What you should do - Please copy out every line of the entries from the first one through the line containing "top-left (142, 269), bottom-right (155, 301)", shifting each coordinate in the answer boxes up by 11 and leaving all other numbers unchanged.

Collected data entries -
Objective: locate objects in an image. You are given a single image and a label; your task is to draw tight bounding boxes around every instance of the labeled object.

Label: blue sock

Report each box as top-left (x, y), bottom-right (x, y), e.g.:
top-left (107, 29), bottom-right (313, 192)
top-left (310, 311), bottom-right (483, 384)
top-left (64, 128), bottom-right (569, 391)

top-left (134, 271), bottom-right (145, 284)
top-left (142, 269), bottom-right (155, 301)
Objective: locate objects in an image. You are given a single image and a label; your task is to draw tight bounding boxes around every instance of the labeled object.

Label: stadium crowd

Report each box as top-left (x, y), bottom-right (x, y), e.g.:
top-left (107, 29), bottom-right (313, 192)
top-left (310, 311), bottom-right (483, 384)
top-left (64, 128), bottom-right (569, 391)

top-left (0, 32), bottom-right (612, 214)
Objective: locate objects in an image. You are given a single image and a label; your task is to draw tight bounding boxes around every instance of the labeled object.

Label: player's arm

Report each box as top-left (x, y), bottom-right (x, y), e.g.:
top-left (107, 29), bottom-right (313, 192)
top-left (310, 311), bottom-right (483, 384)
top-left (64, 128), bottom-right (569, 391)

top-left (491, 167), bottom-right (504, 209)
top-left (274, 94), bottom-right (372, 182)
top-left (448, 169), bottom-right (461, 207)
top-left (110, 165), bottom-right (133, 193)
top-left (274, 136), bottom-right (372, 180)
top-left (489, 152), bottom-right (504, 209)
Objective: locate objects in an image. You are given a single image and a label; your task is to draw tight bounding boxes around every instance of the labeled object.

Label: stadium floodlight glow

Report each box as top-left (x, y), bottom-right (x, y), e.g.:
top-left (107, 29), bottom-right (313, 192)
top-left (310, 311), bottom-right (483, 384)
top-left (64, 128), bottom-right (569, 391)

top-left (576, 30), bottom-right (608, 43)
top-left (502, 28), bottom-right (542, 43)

Exercise output -
Objective: locate objects in an image. You are given a single image and a label; your task is to draw tight bounding boxes around every instance of the labeled object.

Label: blue sock

Report each box as top-left (x, y), bottom-right (x, y), e.g.:
top-left (107, 29), bottom-right (313, 192)
top-left (310, 311), bottom-right (483, 384)
top-left (64, 128), bottom-right (569, 391)

top-left (145, 282), bottom-right (156, 295)
top-left (153, 280), bottom-right (166, 312)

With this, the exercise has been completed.